Work to be completed:
Within the listing below, locate all lines containing the word "instance". Copy each one.

Exercise input:
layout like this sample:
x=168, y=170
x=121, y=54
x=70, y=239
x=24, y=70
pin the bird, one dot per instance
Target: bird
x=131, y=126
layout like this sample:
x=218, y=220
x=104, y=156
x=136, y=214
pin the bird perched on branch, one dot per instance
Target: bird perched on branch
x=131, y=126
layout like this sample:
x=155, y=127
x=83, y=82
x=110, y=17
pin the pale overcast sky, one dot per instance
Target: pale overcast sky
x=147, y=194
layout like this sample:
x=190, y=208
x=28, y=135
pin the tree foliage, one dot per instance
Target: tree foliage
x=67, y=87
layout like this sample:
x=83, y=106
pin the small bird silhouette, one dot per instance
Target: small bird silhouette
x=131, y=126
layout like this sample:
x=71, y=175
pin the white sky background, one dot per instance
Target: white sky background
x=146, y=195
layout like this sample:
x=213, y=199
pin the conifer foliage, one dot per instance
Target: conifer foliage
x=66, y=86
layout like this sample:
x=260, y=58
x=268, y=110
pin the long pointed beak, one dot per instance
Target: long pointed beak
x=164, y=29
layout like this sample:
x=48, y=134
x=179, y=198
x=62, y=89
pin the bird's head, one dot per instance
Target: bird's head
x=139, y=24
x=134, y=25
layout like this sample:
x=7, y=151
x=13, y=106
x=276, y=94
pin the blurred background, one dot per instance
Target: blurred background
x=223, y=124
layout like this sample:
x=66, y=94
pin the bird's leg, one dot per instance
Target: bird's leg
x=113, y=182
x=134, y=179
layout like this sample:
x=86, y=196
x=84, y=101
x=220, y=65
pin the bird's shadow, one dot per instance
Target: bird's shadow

Response to this exercise:
pin the bird, one dot per instance
pin the bird perched on branch, one dot per instance
pin the pale overcast sky, one dot per instance
pin the tree foliage, one dot per instance
pin the small bird silhouette, one dot per instance
pin the white sky background, one dot per instance
pin the conifer foliage, one dot per instance
pin the long pointed beak, one dot per instance
pin the bird's head, one dot per instance
pin the blurred background, one dot per instance
pin the bird's leg, one dot per instance
pin the bird's shadow, one dot per instance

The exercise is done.